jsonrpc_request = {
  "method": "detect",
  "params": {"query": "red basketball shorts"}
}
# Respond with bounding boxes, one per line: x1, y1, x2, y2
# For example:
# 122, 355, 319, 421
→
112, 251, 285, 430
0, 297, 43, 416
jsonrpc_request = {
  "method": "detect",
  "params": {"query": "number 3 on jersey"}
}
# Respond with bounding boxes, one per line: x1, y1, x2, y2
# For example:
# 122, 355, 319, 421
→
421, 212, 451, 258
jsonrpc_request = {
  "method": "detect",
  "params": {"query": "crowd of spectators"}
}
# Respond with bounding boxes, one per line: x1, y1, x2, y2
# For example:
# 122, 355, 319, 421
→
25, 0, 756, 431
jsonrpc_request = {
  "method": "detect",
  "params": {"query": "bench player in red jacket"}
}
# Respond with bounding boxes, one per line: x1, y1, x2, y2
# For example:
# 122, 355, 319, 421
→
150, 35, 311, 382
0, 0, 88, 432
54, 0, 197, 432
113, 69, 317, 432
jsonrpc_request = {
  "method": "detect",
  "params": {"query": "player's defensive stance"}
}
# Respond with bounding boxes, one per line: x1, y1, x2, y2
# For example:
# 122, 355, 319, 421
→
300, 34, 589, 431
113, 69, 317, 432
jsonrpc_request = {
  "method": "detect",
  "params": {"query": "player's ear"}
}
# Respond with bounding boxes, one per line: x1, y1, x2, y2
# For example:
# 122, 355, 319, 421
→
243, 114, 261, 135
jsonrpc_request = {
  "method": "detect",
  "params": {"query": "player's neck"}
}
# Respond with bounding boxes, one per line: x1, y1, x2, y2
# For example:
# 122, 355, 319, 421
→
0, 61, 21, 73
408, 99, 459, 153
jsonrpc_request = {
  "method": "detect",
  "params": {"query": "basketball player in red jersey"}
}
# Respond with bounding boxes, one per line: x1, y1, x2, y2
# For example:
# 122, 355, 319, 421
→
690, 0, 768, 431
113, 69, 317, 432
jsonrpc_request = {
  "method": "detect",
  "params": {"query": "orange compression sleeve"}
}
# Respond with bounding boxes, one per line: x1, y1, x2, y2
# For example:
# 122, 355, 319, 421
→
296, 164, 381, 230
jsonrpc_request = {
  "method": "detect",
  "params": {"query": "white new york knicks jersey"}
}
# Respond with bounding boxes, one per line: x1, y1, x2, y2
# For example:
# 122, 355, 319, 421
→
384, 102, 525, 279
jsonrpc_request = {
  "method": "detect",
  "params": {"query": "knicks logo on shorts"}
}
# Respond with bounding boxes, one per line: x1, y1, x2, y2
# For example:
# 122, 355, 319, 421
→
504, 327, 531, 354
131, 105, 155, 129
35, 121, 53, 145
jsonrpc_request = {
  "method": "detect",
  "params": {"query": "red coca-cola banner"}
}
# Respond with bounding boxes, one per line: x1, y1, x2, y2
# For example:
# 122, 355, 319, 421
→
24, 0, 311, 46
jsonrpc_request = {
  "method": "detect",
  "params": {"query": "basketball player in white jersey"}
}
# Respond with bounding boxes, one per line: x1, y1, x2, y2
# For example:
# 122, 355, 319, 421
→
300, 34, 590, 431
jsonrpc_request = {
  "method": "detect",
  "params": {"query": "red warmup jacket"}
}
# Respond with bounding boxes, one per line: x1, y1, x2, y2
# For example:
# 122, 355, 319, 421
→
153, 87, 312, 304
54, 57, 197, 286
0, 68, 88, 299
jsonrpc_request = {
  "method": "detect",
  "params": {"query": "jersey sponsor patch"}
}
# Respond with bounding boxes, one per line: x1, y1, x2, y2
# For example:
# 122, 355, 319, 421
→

=====

Copy out, word for word, the rows above from the very beginning through the line containing "0, 297, 43, 416", including that line.

jsonrpc_request = {
  "method": "detect",
  "params": {"query": "red basketball shorts"}
}
# Respond with bounding boxes, one per line: x1, y1, x2, y2
# For example:
# 122, 355, 319, 421
→
112, 251, 285, 430
0, 297, 43, 416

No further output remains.